Your goal »
Pick up the article on the Manar Abu Dhabi light art exhibition after its last sentence and carry it forward.

Manar Abu Dhabi: a dance between light and nature

The second edition of the public art exhibition titled 'Suhail Is Your Guide' runs until 4 January, with pop-ups sprouting in Al Ain for the first time

RAFAEL LOZANO-HEMMER  Pulse Canopy, 2025
CULTURE AND TOURISM ABU DHABI
RAFAEL LOZANO-HEMMER Pulse Canopy, 2025

Manar Abu Dhabi: a dance between light and nature

Just as the moon and stars have guided sailors and those journeying through the desert, light has served as a guiding force throughout history. It is from this idea that the second edition of Manar Abu Dhabi, a public art exhibition running until 4 January, is being held under the title Suhail Is Your Guide. Suhail is the second-brightest star in the night sky.

The works on display explore the profound dimensions of light, as stillness and a pure mirror of collective memory. As the exhibition’s supervisor and artistic director, Japanese artist Khai Hori, explains: “In Abu Dhabi, the artworks explore how artists interpret the sea, light, and natural elements, offering distinct visual and sensory experiences.”

(Rows from an object pointing dataset)
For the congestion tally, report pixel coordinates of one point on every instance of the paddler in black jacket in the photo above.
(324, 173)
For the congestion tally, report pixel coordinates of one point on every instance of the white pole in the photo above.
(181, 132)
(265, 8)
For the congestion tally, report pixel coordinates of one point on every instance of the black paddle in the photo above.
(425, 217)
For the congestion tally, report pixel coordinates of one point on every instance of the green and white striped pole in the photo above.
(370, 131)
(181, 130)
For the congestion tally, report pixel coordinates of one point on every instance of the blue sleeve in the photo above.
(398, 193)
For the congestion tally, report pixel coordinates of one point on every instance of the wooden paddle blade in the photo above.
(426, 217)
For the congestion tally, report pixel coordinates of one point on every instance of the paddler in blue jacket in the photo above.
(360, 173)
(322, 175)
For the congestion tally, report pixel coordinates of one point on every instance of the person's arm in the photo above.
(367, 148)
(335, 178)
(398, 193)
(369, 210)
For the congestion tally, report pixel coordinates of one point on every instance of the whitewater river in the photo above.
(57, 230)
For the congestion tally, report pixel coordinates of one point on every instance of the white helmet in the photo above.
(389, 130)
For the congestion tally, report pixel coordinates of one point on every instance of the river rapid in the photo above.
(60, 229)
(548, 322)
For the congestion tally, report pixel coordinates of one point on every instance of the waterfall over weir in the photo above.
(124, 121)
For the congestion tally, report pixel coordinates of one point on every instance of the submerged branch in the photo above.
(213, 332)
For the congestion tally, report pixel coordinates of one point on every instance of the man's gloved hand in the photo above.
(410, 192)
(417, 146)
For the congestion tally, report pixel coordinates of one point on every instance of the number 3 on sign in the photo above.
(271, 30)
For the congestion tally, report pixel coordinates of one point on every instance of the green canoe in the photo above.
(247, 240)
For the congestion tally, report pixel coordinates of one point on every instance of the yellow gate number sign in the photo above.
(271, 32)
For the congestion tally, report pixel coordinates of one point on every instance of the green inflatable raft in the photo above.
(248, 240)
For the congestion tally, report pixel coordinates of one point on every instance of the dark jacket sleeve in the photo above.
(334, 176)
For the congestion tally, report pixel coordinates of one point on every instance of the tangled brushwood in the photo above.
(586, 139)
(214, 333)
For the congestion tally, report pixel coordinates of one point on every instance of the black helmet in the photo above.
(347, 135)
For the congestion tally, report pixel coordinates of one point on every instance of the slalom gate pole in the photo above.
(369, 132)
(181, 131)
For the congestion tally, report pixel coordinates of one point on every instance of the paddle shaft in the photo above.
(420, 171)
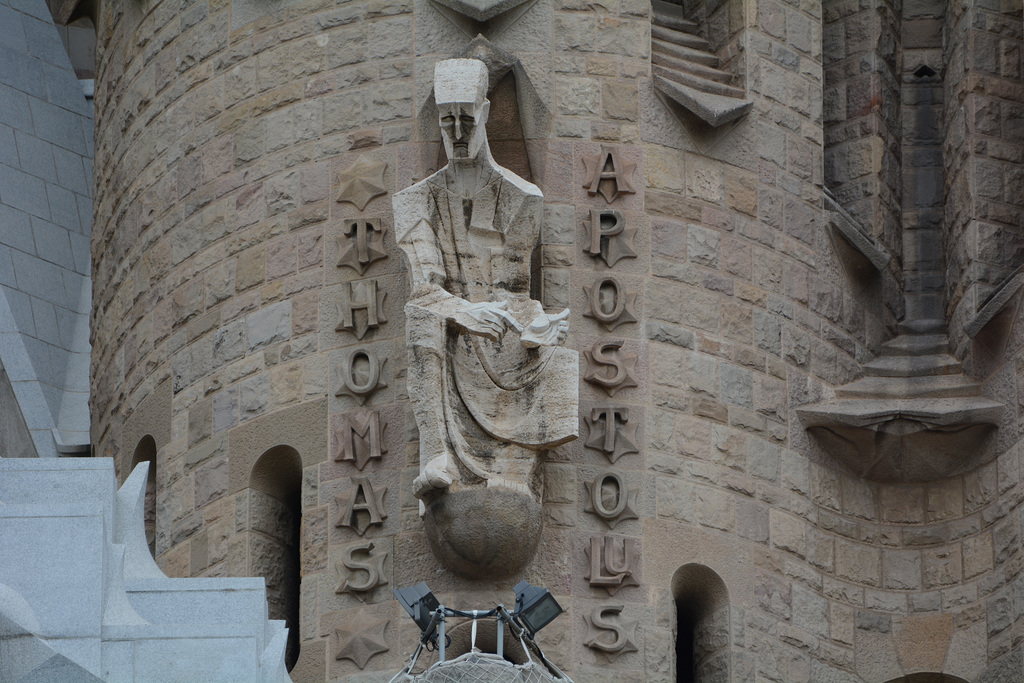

Answer for this exercise »
According to Hori, Manar Abu Dhabi has the potential to foreground significant natural and cultural environments across the emirate. “Mangroves, oases, heritage sites, and urban environments are not merely backdrops for the exhibition; they are integral to its structure,” he says. “Under the theme Suhail Is Your Guide, we designed the exhibition as an enjoyable journey, in which visitors move through a carefully curated course that connects artworks, architecture, and the natural environment in an integrated reading.”

For the first time, Manar Abu Dhabi has taken its art to Al Ain, with works installed in Al Qattara and Al Jimi Oasis. These sites, Hori notes, reflect a rich history and the deep interconnectedness between humans, water, light, and earth. “Some families also allowed us to install works in their backyards, offering the public a rare opportunity to discover artworks and domestic architectures that carry layered memories.”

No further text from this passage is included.